**Work to be completed**
Reproduce the items below, swapping every instance of "simplified polygons" for "reduced polygons" and leaving all other text unchanged.
+ + + + +
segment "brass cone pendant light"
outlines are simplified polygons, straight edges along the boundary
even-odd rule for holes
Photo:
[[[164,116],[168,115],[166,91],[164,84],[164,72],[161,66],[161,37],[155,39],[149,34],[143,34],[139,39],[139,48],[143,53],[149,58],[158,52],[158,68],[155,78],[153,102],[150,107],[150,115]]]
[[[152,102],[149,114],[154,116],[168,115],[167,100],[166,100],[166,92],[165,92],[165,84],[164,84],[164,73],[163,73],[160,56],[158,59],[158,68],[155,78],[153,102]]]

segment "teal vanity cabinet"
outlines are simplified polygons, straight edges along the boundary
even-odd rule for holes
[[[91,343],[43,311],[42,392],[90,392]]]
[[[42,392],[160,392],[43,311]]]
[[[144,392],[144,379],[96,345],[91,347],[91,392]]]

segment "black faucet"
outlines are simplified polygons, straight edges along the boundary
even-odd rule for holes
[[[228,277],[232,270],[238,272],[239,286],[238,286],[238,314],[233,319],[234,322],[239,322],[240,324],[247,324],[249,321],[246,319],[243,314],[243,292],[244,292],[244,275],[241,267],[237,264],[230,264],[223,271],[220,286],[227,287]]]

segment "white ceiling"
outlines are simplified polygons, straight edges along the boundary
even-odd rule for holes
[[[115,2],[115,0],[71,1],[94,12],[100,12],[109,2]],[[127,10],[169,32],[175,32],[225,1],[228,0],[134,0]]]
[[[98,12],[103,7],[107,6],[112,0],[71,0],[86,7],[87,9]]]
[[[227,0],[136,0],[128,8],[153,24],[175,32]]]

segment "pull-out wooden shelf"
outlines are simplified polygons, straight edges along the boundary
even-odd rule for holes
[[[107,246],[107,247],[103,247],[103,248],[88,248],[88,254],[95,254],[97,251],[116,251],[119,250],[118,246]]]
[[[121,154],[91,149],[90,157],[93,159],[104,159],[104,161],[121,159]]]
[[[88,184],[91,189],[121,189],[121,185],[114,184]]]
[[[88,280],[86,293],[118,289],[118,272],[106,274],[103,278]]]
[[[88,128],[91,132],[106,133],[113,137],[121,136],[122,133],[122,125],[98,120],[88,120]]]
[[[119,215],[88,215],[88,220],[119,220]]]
+ + + + +
**Expected answer**
segment "brass cone pendant light"
outlines are reduced polygons, straight edges along the boundary
even-odd rule for holes
Photo:
[[[164,116],[168,115],[166,91],[164,84],[164,72],[161,66],[161,37],[155,39],[149,34],[143,34],[139,39],[139,48],[143,53],[149,58],[158,52],[158,68],[155,78],[153,102],[150,107],[150,115]]]
[[[152,102],[149,114],[154,116],[168,115],[167,100],[166,100],[166,92],[165,92],[165,84],[164,84],[164,73],[163,73],[160,56],[158,59],[158,68],[155,78],[153,102]]]

segment "teal vanity cabinet"
outlines are reduced polygons, straight edges along the boundary
even-odd rule for holes
[[[91,343],[43,311],[42,392],[90,392]]]
[[[42,392],[160,392],[43,311]]]
[[[144,392],[144,379],[96,345],[91,347],[91,392]]]

segment "black faucet"
outlines are reduced polygons, straight edges along the boundary
even-odd rule for holes
[[[228,277],[232,270],[238,272],[239,286],[238,286],[238,314],[233,319],[234,322],[239,322],[240,324],[247,324],[249,321],[246,319],[243,314],[243,292],[244,292],[244,275],[241,267],[237,264],[230,264],[223,271],[220,286],[227,287]]]

segment "white ceiling"
outlines are reduced polygons, straight edges along the boundary
even-odd rule for holes
[[[115,2],[115,0],[71,1],[94,12],[100,12],[109,2]],[[127,10],[169,32],[175,32],[225,1],[228,0],[134,0]]]
[[[98,12],[103,7],[107,6],[112,0],[71,0],[86,7],[87,9]]]
[[[227,0],[136,0],[128,8],[153,24],[175,32]]]

segment "pull-out wooden shelf"
outlines are reduced polygons, straight edges along the boundary
even-odd rule for holes
[[[107,246],[107,247],[103,247],[103,248],[88,248],[88,254],[95,254],[97,251],[116,251],[119,250],[118,246]]]
[[[121,154],[91,149],[90,157],[93,159],[104,159],[104,161],[121,159]]]
[[[88,184],[91,189],[121,189],[121,185],[114,184]]]
[[[88,280],[86,293],[118,289],[118,272],[106,274],[103,278]]]
[[[88,128],[91,132],[106,133],[113,137],[121,136],[122,133],[122,125],[98,120],[88,120]]]
[[[119,215],[88,215],[88,220],[119,220]]]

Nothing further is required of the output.